**Task prompt**
In the text on JIT compilers, what JIT did Python have until recently?

[Begin Text section]

When, during execution, the interpreter in a VM such as HotSpot or V8 spots a frequently executed piece of code, it will hand that chunk of code off to a JIT compiler (along with information about the context within which that code is used) to convert it into machine code. The JIT compiler (henceforth just the JIT) is entirely separate from the interpreter. In other words, such a VM contains two completely separate implementations of the intended language’s semantics. This has several consequences:

  • JITs are much harder to create than interpreters, and involve much more work. Most interested people can write an interpreter; writing a JIT requires much more specialist understanding and time.
  • Tiny differences between the interpreter and JIT (which are almost inevitable in such complex systems) lead to a divergence in a program’s observable behaviour. From a programmers point of view, the program behaves one way when interpreted, and another when JITted — unfortunately, it is often extremely difficult to work out which parts of a program have been JITted, or when.
  • Because JITs are much more complex than interpreters, languages with complex run-times are disproportionately hard to create JITs for. In other words, the more complex the language, the harder it is to create a complete JIT, and the more likely that the JIT and interpreter will provide subtly different results. For example, Lua – a relatively small language – has a complete JIT in LuaJIT, which has evolved alongside the traditional interpreter over many years. In contrast, Python – a much more complex language (for better or worse) than Lua – had, until recently, only an incomplete JIT in Psyco, which struggled to match CPython’s often rapid evolutions.

[End Text section]
[Begin Dataset extract]

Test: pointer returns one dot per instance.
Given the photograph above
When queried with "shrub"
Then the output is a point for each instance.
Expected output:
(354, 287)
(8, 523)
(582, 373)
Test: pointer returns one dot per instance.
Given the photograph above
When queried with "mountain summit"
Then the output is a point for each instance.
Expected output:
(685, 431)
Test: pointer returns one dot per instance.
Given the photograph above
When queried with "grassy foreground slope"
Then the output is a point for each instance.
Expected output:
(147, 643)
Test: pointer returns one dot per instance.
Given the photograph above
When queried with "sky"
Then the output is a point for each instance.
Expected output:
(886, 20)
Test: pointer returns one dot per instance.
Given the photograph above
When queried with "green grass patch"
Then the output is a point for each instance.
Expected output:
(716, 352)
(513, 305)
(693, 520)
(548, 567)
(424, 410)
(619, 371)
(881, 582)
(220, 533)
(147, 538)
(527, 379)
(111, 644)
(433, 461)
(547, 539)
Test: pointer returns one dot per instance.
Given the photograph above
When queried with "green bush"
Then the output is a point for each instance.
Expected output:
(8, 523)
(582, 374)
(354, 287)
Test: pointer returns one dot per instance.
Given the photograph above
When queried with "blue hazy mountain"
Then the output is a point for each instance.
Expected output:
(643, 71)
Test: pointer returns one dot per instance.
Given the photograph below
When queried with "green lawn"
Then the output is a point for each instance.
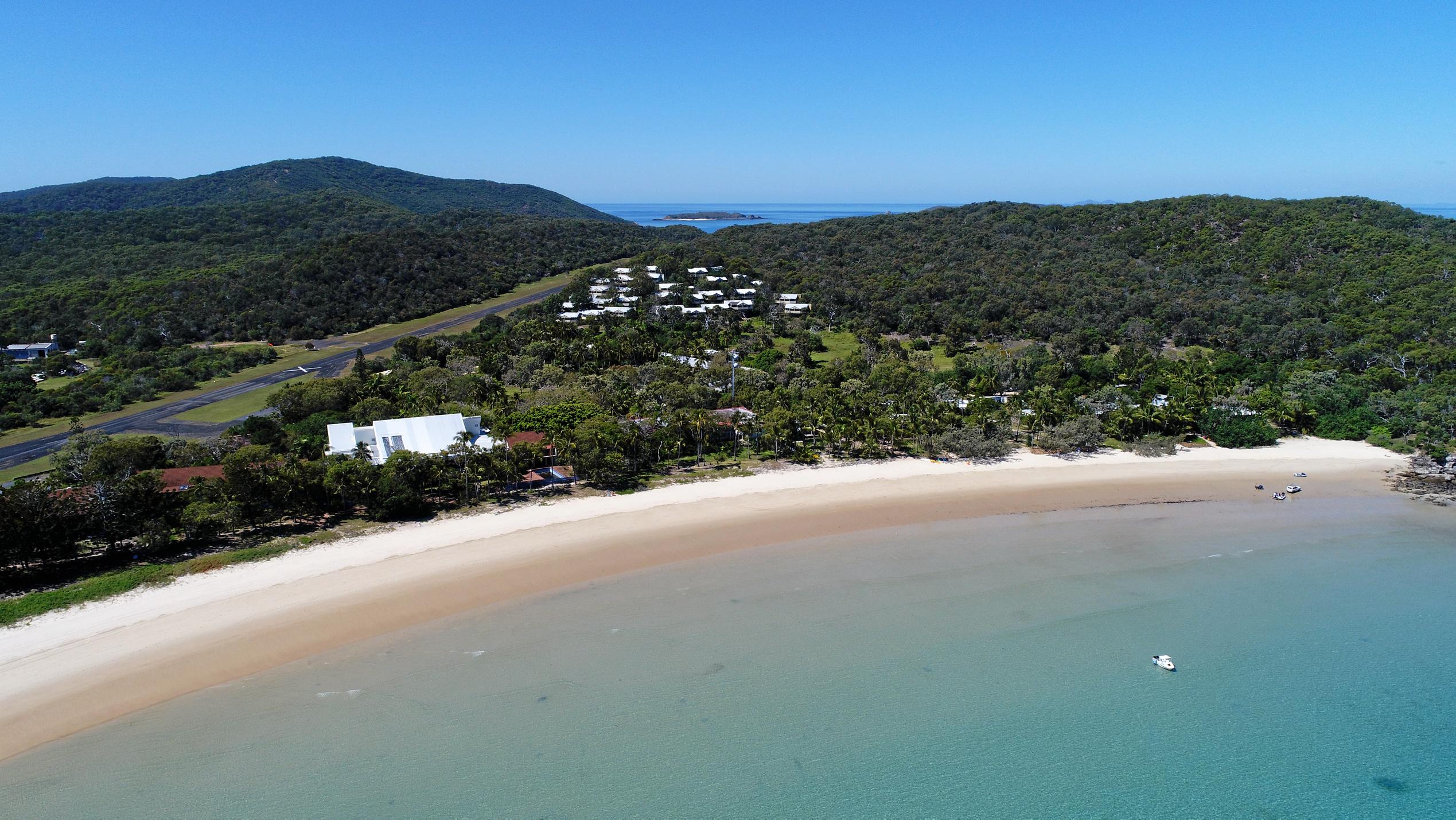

[End Dataset extract]

**Response to this exercise**
Python had only an incomplete JIT, Psyco.